WHAT YOU HAVE TO DO ::
Could you extract every entry below and reproduce it exactly?

[Start]

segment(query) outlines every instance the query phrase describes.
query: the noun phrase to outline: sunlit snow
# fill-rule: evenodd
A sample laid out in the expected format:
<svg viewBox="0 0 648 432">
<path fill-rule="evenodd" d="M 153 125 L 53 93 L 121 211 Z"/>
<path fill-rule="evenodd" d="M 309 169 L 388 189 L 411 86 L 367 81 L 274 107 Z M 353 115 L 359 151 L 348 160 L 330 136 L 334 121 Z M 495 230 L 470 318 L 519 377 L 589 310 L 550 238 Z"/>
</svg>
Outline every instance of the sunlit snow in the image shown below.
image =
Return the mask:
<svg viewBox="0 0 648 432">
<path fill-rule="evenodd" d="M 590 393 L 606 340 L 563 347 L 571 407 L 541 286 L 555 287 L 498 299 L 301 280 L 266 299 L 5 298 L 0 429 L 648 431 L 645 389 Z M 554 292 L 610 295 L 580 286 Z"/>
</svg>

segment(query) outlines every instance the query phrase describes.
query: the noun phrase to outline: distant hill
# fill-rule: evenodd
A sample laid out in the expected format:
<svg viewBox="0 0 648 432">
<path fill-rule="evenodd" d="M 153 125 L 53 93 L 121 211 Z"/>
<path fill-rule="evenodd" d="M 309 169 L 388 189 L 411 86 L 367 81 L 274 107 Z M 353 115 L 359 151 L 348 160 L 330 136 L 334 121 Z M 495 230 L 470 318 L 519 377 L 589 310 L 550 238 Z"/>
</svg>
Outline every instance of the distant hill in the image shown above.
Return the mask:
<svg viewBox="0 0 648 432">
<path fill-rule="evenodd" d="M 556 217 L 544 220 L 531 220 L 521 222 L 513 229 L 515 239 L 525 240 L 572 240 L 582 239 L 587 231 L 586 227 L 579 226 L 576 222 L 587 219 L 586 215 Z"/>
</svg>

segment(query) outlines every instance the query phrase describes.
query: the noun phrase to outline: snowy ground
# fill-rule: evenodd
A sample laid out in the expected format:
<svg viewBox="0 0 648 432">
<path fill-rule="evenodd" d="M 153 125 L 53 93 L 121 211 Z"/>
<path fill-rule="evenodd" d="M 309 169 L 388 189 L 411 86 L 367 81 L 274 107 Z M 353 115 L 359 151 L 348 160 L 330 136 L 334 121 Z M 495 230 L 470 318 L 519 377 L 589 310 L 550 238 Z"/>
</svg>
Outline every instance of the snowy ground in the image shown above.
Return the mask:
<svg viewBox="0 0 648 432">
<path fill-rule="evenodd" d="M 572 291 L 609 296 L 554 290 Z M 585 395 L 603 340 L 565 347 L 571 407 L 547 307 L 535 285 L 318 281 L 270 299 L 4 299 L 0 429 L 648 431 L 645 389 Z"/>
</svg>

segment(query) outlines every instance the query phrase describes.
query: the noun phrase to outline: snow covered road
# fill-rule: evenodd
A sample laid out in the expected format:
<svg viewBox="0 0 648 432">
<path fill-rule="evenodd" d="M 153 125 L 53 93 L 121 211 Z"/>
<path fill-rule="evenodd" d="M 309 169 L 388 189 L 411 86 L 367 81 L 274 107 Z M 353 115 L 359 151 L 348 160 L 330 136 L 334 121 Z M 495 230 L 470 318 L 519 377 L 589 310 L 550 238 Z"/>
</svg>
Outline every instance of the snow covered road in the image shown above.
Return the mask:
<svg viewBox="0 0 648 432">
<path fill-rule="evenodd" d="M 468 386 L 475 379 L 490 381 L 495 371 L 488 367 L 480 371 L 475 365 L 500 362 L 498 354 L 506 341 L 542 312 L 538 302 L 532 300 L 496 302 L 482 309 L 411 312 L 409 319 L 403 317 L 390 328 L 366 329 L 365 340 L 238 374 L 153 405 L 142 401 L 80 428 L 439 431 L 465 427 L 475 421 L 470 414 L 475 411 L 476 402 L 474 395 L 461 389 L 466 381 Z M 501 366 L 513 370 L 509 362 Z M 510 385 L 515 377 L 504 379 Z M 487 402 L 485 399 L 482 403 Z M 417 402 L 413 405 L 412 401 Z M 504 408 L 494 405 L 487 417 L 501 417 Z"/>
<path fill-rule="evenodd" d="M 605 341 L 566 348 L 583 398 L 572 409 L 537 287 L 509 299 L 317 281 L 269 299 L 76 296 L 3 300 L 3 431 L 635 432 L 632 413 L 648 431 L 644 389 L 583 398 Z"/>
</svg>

[End]

EXERCISE RESPONSE ::
segment(query) outlines every instance the query phrase describes.
query: the noun phrase to outline: sunlit snow
# fill-rule: evenodd
A sample laid out in the expected format:
<svg viewBox="0 0 648 432">
<path fill-rule="evenodd" d="M 153 125 L 53 93 L 121 211 Z"/>
<path fill-rule="evenodd" d="M 309 169 L 388 189 L 411 86 L 367 81 L 274 107 Z M 353 115 L 359 151 L 348 160 L 330 136 L 334 121 Z M 495 230 L 470 318 L 519 377 L 589 310 L 550 238 Z"/>
</svg>
Outline every instance of the sunlit snow in the image shown below.
image =
Return the mask:
<svg viewBox="0 0 648 432">
<path fill-rule="evenodd" d="M 590 393 L 606 340 L 563 347 L 571 407 L 541 286 L 555 287 L 498 299 L 301 280 L 266 299 L 5 298 L 0 429 L 648 431 L 645 389 Z M 554 292 L 610 295 L 580 286 Z"/>
</svg>

segment(query) outlines every instance the query phrase describes.
query: the noun phrase to outline: distant hill
# fill-rule: evenodd
A sample laid out in the expected format:
<svg viewBox="0 0 648 432">
<path fill-rule="evenodd" d="M 153 125 L 53 93 L 121 211 Z"/>
<path fill-rule="evenodd" d="M 309 169 L 388 189 L 411 86 L 367 81 L 274 107 Z M 353 115 L 359 151 L 348 160 L 330 136 L 334 121 Z M 495 230 L 470 318 L 519 377 L 589 310 L 550 238 Z"/>
</svg>
Outline every instance of the distant hill in the image shown above.
Return the mask:
<svg viewBox="0 0 648 432">
<path fill-rule="evenodd" d="M 556 217 L 544 220 L 531 220 L 521 222 L 513 229 L 515 239 L 525 240 L 572 240 L 582 239 L 587 231 L 586 227 L 579 226 L 576 222 L 587 219 L 586 215 Z"/>
</svg>

segment(query) outlines every instance the query phrase describes.
query: the noun phrase to outline: snowy ground
# fill-rule: evenodd
A sample laid out in the expected format:
<svg viewBox="0 0 648 432">
<path fill-rule="evenodd" d="M 153 125 L 53 93 L 121 211 Z"/>
<path fill-rule="evenodd" d="M 309 169 L 388 189 L 411 86 L 367 81 L 274 107 Z M 353 115 L 359 151 L 348 160 L 330 136 L 334 121 Z M 495 230 L 470 318 L 519 377 L 589 310 L 550 238 Z"/>
</svg>
Outline every instance of the snowy ground in the image shown above.
Return the mask:
<svg viewBox="0 0 648 432">
<path fill-rule="evenodd" d="M 572 291 L 609 296 L 554 290 Z M 585 395 L 603 340 L 565 347 L 571 407 L 547 307 L 535 285 L 318 281 L 270 299 L 4 299 L 0 429 L 648 431 L 645 389 Z"/>
</svg>

segment(query) outlines every instance the query phrase describes.
query: the noun phrase to outline: snow covered road
# fill-rule: evenodd
A sample laid out in the expected format:
<svg viewBox="0 0 648 432">
<path fill-rule="evenodd" d="M 153 125 L 53 93 L 121 211 Z"/>
<path fill-rule="evenodd" d="M 309 169 L 388 189 L 411 86 L 367 81 L 274 107 Z M 353 115 L 359 151 L 348 160 L 330 136 L 334 121 Z M 495 230 L 470 318 L 519 377 L 589 310 L 550 238 Z"/>
</svg>
Outline every instance of the snow covered road in the image shown above.
Return the mask:
<svg viewBox="0 0 648 432">
<path fill-rule="evenodd" d="M 468 386 L 475 379 L 490 381 L 495 371 L 488 367 L 480 371 L 475 365 L 500 362 L 498 354 L 506 341 L 542 312 L 538 302 L 532 300 L 496 302 L 482 309 L 411 312 L 409 319 L 403 317 L 390 328 L 366 329 L 365 340 L 238 374 L 153 405 L 142 401 L 80 428 L 439 431 L 465 427 L 475 421 L 470 414 L 475 411 L 476 402 L 474 395 L 461 389 L 466 381 Z M 501 366 L 513 370 L 509 362 Z M 510 385 L 515 377 L 504 379 Z M 487 402 L 485 399 L 482 403 Z M 417 402 L 413 405 L 412 401 Z M 504 408 L 494 405 L 487 417 L 501 417 Z"/>
<path fill-rule="evenodd" d="M 605 341 L 566 348 L 583 398 L 572 409 L 537 287 L 509 299 L 317 281 L 269 299 L 76 296 L 3 300 L 3 431 L 635 432 L 632 413 L 648 431 L 644 389 L 583 398 Z"/>
</svg>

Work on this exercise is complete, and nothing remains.